**Problem 1:** According to the Suntory Music Award announcement, on what date was the final qualifying round held?
**Problem 2:** Please reproduce the part of the Suntory Music Award announcement starting at "The Suntory Foundation" and ending at "music in Japan.".

**Extract:**
The Suntory Foundation for the Arts (Directors General: Tsuyoshi Tsutsumi and Shingo Torii) has announced Michiyoshi Inoue as the recipient of the 54th (2022) Suntory Music Award, which is presented to individuals or ensembles for notable contributions to the development of Western-style music in Japan.

Selection process
The first round of selections to choose candidates was held on Sunday, January 8, 2023 at the conference room of the foundation. The competition continued with final qualifying round on Sunday, March 12, 2023 at the conference room of the foundation. After careful consideration, Michiyoshi Inoue was chosen as the winner of the 54th (2022) Suntory Music Award, a decision that received the formal agreement of the Board of Directors of the Foundation on Monday, March 27, 2023. 

Prize-money  ¥7,000,000

The members of the selection committee
Seiji Choki, Atsuya Funaki, Morihide Katayama, Akane Matsudaira, Yuji Numano, Akeo Okada, Miyuki Shiraishi (In alphabetical order)

**Listed records:**
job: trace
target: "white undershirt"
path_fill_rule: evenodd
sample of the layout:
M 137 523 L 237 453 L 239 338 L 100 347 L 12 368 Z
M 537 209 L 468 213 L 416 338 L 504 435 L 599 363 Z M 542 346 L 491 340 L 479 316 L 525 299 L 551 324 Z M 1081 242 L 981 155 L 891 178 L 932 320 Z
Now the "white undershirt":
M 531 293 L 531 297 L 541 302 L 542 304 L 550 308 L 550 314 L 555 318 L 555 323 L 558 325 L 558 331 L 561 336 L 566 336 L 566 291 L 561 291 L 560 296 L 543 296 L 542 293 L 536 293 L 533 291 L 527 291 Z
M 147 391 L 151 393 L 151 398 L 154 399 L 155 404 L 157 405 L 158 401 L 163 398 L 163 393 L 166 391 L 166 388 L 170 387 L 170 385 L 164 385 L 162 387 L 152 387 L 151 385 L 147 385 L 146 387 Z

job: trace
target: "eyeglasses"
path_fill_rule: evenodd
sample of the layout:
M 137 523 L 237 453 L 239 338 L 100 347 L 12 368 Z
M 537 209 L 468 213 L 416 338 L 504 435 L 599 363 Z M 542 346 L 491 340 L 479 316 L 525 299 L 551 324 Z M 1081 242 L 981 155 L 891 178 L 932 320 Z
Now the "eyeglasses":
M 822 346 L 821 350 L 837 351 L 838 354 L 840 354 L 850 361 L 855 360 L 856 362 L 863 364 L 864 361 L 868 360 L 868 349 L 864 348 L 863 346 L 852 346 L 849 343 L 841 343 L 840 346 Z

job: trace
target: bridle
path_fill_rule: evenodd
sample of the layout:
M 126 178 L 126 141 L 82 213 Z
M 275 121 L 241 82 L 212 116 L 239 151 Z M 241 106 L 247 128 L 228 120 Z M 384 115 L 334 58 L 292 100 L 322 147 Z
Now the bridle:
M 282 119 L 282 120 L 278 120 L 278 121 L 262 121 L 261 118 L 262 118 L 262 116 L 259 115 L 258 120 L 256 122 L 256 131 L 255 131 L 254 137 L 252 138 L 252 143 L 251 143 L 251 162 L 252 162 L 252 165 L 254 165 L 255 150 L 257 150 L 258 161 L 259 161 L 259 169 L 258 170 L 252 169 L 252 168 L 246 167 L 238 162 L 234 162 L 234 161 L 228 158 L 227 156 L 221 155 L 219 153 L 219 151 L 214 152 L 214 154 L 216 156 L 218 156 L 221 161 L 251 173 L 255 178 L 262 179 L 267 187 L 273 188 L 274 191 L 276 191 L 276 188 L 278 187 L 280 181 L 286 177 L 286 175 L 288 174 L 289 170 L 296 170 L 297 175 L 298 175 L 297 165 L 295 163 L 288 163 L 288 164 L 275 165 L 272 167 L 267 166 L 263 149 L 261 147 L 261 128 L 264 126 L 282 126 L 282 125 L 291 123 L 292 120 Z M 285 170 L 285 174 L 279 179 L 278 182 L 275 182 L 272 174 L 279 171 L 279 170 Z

**Task output 1:** Sunday, March 12, 2023.

**Task output 2:**
The Suntory Foundation for the Arts (Directors General: Tsuyoshi Tsutsumi and Shingo Torii) has announced Michiyoshi Inoue as the recipient of the 54th (2022) Suntory Music Award, which is presented to individuals or ensembles for notable contributions to the development of Western-style music in Japan.